#### [Problem to solve]
Continue the track-by-track review of Kendrick's album below, picking up after its last sentence.

#### [Selected extract]
+--
Kendrick tells a pretty good story on this track as well. A father calls Kendrick and tells him that his son was murdered, and asks Kendrick to give him advice to help him find closure. Kendrick tells him that if he were in the situation, someone would die, and explains exactly how he'd do it, by any means necessary. K. Dot then ends the phone call and speaks to a group of children about gun control...a complete divergence to the way he was just talking. It's even a little funny after listening a few times and understanding what's going on in the track, because after he speaks to the children, you hear Kendrick say, to the listener, "Pray for me." and a voice say, "Damn!".

Bono provides a smooth chorus that is both in the middle and the end of the track. The chorus at the end of the track has more significance, saying, "It's not a place...This country is to me a sound of drum and bass...You close your eyes to look ar—". The chorus is exactly the same as the one in the middle of the track, however, the word "around" is cut this time, just like the word "understand" was cut in the beginning, wrapping the track up well.

Track 12: FEAR. (Rating:9.5/10)

This is the longest track on the entire album, but for a good reason. K. Dot talks about what he feared in three different parts of his life, age 7, 17, and 27. At age 7, Kendrick feared what any child would fear: his mother. He repeated bar after bar about things he would get whooped for, for example, "I beat yo ass, keep talkin' back, I beat yo ass, who bought you that? You stole it, I beat yo ass if you say that game is broken, I beat yo ass if you jump on my couch". Kendrick's mother used a strategy of putting fear into him to keep him from acting up or getting into trouble as a child.

At age 17, Kendrick fears death. Growing up in Compton, people are killed for a variety of reasons, and Kendrick fears becoming a part of those statistics. He raps, "I'll prolly die from one of these bats and blue badges. Body slammed on black and white paint, my bones snappin', or maybe die from panic or die from bein' too lax, or die from waitin' on it, die 'cause I'm movin' too fast".

At age 27, Kendrick speaks from the perspective of being successful. He now fears losing it all and going back to struggling in life life he did before. K. Dot even speaks on how he can't trust people because he doesn't know what their intent is, "Scared to spend money, had me sleepin' from hall to hall, scared to go back to Section 8 with my mama stressin', 30 shows a month and I still won't buy me no Lexus. What is an advisor? Somebody that's holdin' my checks, just to fuck me over and put my finances in debt?". He even speaks on Rihanna's accountant and how she lost money with them. The track ends with his cousin Carl Duckworth speaking about the children of Israel being punished, a strong ending to a deep track.
+--
#### [Data shown]
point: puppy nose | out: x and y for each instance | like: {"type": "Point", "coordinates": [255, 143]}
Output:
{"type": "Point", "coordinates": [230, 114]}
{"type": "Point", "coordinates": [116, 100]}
+--
#### [Exercise response]
Track 13: GOD. (Rating: 9.5/10)

This track is a conversation between Kendrick and God. In the first verse, Kendrick explains al the things that he's doing, and tells God to not judge him. In the second verse, God responds and feels disrespected by the fact that Kendrick told Him not to judge, because He is over everything, and goes on to explain that during the verse. A smooth track with a great message.

Track 14: DUCKWORTH. (Rating:10/10)

This is arguably the album's strongest track. Kendrick not only tells a story, but he paints a picture of how a decision that his father made not only saved his life, but changed the fortunes of Top Dawg, Anthony in this story, his real name, and saved Kendrick from becoming just another kid from Compton. Flawless delivery, beautiful production, you'll love every minute of it, if you haven't listened to this one yet, I won't ruin it for you. just go listen to this track. This was the perfect way to wrap up the album.

Final Thoughts:

This is going to be considered another classic album by Kendrick Lamar when it's all said and done. If anyone believed that he hadn't cemented himself in the industry yet, this project just did it. The entire project flows together as a whole, and each track can stand strongly on its own. I look forward to what Kendrick has in store for his fans, including myself, in the future.